[Data records — start]
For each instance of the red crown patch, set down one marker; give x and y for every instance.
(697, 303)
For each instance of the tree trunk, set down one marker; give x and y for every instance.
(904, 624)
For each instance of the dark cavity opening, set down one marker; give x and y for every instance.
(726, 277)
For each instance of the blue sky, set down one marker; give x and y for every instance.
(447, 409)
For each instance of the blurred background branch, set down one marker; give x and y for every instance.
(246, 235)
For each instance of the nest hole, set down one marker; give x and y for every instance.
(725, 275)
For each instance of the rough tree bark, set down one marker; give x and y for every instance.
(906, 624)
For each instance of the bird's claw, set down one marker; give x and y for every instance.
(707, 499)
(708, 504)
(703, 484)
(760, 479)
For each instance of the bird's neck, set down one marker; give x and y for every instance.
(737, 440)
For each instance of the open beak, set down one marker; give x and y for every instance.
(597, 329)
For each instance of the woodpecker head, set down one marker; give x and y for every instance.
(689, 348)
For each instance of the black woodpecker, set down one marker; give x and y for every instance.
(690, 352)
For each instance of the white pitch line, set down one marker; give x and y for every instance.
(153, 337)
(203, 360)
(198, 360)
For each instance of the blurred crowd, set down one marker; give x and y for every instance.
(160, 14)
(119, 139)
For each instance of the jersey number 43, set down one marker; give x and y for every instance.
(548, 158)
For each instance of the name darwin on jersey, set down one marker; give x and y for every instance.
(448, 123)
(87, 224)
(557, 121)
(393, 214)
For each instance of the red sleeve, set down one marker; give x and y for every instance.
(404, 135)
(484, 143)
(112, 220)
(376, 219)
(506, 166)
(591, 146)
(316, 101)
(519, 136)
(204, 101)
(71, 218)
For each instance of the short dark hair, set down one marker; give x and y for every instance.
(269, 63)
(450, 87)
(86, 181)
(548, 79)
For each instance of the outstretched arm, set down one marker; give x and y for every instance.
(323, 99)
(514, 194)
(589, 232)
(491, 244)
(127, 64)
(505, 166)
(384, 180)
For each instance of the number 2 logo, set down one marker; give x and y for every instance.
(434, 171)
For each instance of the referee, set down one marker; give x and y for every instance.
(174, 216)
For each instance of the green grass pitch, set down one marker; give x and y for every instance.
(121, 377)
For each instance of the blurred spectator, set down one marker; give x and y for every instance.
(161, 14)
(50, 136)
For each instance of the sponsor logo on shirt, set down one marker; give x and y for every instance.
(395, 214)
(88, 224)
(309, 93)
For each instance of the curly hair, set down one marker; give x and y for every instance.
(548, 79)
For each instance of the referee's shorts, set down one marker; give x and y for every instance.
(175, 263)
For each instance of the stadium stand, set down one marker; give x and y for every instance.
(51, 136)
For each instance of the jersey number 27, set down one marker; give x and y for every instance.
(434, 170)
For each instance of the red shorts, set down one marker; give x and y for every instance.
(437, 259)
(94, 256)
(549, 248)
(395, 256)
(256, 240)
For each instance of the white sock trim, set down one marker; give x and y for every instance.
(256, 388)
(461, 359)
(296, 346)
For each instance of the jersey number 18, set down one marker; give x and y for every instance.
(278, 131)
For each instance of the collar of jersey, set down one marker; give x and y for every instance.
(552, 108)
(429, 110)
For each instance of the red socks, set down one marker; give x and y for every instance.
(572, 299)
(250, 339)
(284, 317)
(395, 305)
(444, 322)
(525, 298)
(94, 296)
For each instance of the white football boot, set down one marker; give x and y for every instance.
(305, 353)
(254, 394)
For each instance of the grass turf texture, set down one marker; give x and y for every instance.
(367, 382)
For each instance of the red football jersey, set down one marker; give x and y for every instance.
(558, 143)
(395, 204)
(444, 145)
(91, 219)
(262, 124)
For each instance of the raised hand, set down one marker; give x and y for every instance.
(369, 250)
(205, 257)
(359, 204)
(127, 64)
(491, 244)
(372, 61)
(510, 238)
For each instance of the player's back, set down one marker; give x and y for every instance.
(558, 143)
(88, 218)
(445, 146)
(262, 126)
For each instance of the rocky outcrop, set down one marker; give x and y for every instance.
[Data records — finish]
▶ [Instructions to follow]: Start at the line with "For each instance of the player's" and stop at the end of the records. Write those lines out exactly and add nothing.

▶ [Problem solution]:
For each instance of the player's back, set down one marker; give x and y for every instance.
(558, 143)
(88, 218)
(445, 146)
(262, 126)
For each instance of the rocky outcrop, set down one marker; give x and y for every instance.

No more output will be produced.